• **Goal**
Copy the data below verbatim, line for line, from start to finish.

Pointing entries for labeled objects:
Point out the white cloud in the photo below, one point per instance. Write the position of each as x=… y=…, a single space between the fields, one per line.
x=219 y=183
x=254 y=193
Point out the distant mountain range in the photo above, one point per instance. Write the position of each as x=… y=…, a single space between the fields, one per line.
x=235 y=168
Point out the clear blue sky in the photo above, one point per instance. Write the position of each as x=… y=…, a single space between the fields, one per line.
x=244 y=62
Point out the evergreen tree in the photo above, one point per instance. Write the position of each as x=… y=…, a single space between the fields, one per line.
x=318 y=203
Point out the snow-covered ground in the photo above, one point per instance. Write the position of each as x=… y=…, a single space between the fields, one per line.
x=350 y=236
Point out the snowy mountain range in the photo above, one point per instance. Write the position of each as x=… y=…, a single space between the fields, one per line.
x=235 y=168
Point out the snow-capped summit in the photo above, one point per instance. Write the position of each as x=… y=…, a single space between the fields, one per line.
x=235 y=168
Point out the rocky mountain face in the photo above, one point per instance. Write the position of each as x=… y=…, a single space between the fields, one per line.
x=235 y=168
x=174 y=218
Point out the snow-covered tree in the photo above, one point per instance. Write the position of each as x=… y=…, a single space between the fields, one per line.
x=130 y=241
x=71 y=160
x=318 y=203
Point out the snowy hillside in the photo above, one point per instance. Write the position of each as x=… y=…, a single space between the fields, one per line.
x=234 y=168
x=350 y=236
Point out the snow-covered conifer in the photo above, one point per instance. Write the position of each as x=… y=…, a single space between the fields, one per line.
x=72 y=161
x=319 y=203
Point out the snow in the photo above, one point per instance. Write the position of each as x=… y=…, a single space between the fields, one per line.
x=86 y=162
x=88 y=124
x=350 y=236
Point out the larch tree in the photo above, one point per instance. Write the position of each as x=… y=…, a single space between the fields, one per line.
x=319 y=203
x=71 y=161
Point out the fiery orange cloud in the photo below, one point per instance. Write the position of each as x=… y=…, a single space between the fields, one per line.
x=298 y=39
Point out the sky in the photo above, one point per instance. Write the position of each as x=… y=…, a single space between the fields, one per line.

• **Right answer**
Point out the white cloud in the photo below, one point per instance. Write the position of each as x=… y=…, a single space between the fields, one per line.
x=219 y=183
x=254 y=193
Point out the distant mountain range in the photo above, one point per instance. Write the position of each as x=… y=…, a single space between the fields, one per line.
x=235 y=168
Point out the clear blue sky in the photo above, one point per instance. Write the position of each as x=… y=…, a single space between the fields, one per line.
x=244 y=62
Point out the evergreen tree in the photo above, one point per instance. Write the position of each as x=… y=…, a single space between the fields, one per line.
x=318 y=203
Point out the snow-covered ground in the photo above, one point per instance. Write the position of each as x=… y=…, a single space between the fields, one per line.
x=350 y=236
Point out the snowy mountain range in the photo above, one point per instance. Write the position of each as x=… y=…, a single space between the fields, one per line.
x=235 y=168
Point out the snow-capped summit in the photo above, one point per instance. Write the position of each as x=… y=…, a single space between the fields, one per line.
x=235 y=168
Point out the rocky mountain face in the photo above, one point per instance. Write the position of each as x=… y=…, a single space between the fields, one per line.
x=235 y=168
x=174 y=218
Point out the snow-covered tree in the photo above, one point per instance. Write the position of each as x=… y=…, a single space between the fields, one per line.
x=130 y=241
x=71 y=160
x=318 y=203
Point out the snowy hillside in the photo above, one point per instance. Write the position of each as x=… y=…, a single space between the fields, one per line.
x=234 y=168
x=350 y=236
Point out the snow-covered conifer in the photo above, one point per instance. Write the position of each as x=… y=…, a single space between the fields, one per line.
x=72 y=161
x=319 y=203
Point out the snow in the photo above, one point per instance. Write the position of each as x=… y=…, a single space between the fields, one per line.
x=86 y=162
x=88 y=124
x=350 y=236
Point out the larch tree in the photo above, one point per instance. Write the position of each as x=… y=…, a single space between the fields, one per line.
x=319 y=203
x=71 y=161
Point out the fiery orange cloud in the photo below, one point per instance. Write the position of each as x=… y=…, a single space between the fields, one per line.
x=298 y=39
Point out the sky in the photo above, one point per instance. Write the position of each as x=… y=…, a single space between the fields, one per line.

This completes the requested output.